Copy every line of the records below, requests included, and add 123 to both numbers in each coordinate pair.

-------------------------

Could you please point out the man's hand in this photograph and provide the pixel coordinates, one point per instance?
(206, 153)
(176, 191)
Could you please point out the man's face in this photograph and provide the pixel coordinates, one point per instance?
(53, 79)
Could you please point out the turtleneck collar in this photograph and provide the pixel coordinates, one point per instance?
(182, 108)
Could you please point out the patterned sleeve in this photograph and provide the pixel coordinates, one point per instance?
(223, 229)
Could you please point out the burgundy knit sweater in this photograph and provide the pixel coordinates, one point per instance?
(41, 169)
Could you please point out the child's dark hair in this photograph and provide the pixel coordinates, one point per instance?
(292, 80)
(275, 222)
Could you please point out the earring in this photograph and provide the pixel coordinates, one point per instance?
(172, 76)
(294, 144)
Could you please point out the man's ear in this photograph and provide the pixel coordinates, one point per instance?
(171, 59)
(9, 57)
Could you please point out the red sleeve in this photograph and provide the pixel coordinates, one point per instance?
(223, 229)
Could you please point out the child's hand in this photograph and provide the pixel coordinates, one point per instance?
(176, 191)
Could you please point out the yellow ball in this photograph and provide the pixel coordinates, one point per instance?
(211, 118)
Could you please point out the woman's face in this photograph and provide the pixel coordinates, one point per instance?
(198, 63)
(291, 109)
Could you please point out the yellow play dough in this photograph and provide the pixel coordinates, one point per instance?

-------------------------

▸ **Response for this exercise**
Could you please point out the man's hand in this photograph and provide the pixel coordinates, one point per instance?
(329, 276)
(299, 314)
Could you please point out the man's face in this photograph and provide the pixel coordinates, one point per instance?
(176, 202)
Could you please point out the turtleneck collar in this photograph and provide the pixel coordinates, one point per instance?
(305, 231)
Could you please point out the patterned sleeve in this photograph and provide the pixel coordinates, one point per instance?
(346, 352)
Could you please point out the burgundy knit sweater in this photograph and provide the pixel coordinates, one point per instance?
(164, 292)
Could you please point out the child's dark hair in this photograph and provide the pixel coordinates, one point per instance?
(415, 203)
(398, 345)
Could you please point out the earring in this photograph and provide the pixel coordinates, one point per instance?
(295, 199)
(417, 267)
Could you please point out the man's ear in this photograph and provide the pixel coordinates, one point per instance?
(294, 182)
(132, 180)
Could you please point out the red sleeve in this photograph and provide the pixel coordinates, one point per instance?
(346, 352)
Could you please point out the child's hand in this photograph and provide the pixel coordinates, one point per instance?
(299, 314)
Could you please point out the yellow ball in this photograph and provide the pixel coordinates, one point per instance?
(334, 241)
Could you please point out the woman's face in this photograph and provide the pixel coordinates, one point per instance?
(321, 186)
(414, 232)
Could you please point out the yellow play dough in this photograph and provide the pixel coordinates, one point per instance?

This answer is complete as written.